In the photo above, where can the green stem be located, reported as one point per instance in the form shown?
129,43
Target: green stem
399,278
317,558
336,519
######
Restate the material above word for word, leaving nothing out.

RESULT OF THE EXERCISE ::
In the photo above, where can the green stem be located, reported as one point per instance in the form shown?
129,43
Target: green stem
399,278
317,558
336,519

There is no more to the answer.